**Task details**. Below is a listing; restate from it, character for character, the lines beginning at the line holding "Query: windshield banner" and ending at the line holding "the car windshield", both included.

**Supplied entries**.

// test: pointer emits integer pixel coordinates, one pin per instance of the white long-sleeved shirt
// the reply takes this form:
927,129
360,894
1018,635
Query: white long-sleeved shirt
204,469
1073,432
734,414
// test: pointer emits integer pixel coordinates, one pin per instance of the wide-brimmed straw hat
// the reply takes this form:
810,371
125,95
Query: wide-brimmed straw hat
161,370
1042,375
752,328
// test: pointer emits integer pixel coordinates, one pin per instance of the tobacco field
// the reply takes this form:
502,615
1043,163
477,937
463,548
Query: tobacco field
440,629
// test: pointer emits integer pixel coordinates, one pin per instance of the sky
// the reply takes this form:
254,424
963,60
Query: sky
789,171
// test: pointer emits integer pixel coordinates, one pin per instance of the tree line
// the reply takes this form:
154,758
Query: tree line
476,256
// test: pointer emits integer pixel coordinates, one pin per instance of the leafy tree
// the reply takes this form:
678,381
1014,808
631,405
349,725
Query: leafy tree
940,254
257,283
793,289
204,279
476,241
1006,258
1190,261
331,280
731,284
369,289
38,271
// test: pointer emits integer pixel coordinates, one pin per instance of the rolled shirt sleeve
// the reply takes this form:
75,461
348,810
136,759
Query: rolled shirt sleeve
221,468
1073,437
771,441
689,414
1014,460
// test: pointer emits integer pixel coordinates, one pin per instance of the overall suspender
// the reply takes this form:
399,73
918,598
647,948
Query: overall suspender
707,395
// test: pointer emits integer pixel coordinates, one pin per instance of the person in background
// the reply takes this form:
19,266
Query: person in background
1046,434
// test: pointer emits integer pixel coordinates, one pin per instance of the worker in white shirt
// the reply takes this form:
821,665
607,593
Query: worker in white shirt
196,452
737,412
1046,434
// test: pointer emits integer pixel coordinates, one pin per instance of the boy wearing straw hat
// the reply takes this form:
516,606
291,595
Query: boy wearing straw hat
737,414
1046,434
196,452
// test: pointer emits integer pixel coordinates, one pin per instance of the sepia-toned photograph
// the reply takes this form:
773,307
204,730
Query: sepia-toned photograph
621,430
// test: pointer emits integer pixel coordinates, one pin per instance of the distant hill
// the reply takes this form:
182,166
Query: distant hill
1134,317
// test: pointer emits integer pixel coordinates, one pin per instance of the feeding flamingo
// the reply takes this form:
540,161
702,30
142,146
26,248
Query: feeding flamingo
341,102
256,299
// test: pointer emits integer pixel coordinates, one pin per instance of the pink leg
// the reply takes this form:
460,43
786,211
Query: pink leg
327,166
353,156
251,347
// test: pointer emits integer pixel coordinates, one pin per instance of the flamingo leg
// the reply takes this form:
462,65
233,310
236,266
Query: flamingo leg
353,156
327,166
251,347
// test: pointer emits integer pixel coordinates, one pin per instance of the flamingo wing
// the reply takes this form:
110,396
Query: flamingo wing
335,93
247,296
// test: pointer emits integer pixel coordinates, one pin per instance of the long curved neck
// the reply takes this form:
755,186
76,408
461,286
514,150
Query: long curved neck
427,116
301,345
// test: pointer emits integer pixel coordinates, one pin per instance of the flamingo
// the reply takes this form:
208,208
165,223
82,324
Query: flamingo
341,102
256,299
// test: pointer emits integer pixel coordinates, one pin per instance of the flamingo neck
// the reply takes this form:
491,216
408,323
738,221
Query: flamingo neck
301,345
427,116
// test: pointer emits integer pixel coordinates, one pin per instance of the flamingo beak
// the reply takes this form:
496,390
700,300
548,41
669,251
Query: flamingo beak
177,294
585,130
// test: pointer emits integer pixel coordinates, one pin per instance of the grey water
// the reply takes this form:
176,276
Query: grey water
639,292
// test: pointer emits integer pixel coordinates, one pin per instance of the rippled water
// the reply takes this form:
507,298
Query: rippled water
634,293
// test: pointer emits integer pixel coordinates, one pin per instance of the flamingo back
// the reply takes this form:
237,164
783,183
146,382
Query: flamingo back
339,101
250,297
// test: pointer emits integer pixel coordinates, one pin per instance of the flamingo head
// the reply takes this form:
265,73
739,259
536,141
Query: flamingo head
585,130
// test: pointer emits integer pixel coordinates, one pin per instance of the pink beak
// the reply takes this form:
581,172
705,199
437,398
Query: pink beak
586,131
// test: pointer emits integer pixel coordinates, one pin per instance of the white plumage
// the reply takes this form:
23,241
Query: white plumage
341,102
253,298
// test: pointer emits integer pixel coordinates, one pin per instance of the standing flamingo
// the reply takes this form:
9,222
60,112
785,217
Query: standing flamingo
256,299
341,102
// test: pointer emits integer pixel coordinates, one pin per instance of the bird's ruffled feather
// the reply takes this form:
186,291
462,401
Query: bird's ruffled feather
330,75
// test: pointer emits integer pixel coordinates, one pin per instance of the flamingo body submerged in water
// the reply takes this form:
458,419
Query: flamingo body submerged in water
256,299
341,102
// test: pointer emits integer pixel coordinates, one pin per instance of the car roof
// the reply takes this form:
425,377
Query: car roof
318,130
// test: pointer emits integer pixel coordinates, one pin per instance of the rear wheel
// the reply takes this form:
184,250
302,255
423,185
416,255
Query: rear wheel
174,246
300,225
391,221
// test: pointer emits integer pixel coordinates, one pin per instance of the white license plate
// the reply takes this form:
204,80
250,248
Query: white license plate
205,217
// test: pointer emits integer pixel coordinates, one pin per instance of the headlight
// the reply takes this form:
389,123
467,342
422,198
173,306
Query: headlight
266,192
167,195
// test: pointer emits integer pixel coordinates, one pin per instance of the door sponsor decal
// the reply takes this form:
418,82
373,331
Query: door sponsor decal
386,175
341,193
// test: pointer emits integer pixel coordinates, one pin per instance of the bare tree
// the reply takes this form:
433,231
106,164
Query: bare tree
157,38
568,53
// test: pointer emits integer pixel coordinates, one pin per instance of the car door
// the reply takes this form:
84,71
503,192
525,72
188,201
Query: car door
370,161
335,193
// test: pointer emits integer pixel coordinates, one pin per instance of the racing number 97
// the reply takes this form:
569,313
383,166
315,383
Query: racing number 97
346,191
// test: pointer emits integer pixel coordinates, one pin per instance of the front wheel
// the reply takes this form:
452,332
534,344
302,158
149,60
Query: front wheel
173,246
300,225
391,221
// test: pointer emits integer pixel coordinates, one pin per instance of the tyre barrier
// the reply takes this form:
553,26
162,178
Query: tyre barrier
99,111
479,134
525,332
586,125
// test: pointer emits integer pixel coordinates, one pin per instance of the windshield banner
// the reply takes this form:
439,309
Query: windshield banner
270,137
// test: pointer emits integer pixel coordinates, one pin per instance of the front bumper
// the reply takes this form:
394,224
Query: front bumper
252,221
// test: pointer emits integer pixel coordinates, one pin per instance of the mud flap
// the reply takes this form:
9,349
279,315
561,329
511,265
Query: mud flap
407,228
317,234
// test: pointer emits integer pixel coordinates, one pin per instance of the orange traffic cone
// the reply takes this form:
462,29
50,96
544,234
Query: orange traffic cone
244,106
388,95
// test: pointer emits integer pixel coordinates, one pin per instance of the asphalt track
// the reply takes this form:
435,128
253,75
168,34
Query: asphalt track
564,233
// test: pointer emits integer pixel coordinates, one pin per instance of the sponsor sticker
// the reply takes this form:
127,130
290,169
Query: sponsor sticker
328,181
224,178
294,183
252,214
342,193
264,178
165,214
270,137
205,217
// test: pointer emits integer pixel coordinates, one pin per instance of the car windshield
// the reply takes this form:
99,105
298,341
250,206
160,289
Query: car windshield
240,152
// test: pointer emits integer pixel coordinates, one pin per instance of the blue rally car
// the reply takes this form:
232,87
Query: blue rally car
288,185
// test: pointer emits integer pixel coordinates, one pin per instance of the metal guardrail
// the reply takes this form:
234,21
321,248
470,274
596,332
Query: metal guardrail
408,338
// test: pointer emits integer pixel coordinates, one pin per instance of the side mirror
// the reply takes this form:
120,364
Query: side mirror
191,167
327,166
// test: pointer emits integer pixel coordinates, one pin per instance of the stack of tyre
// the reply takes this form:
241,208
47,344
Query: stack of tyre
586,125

**Task result**.
Query: windshield banner
270,137
// test: pointer emits integer pixel coordinates, one pin per instance of the front bumper
// the reply takes this form:
394,224
Query: front bumper
252,221
// test: pointer emits integer pixel coordinates, one pin per instance of the mud flap
// the reply takes this form:
9,349
279,315
561,329
511,265
Query: mud flap
407,228
317,234
// test: pointer emits integer pixel coordinates, one pin per instance of the orange traffic cone
// the reply takes this form:
462,29
50,96
544,234
Query: orange traffic cone
244,106
388,95
// test: pointer emits integer pixel coordinates, one pin per instance of the asphalt track
// the reply takes this form:
435,128
253,75
168,34
Query: asphalt track
564,233
// test: pointer emits integer pixel coordinates, one pin per instance of the sponsor sticker
// the reply takes this form:
127,130
290,169
Query: sponsor sticker
328,181
224,178
294,183
252,214
342,193
264,178
165,214
270,137
205,217
// test: pointer emits integer pixel coordinates, one pin per instance of the car windshield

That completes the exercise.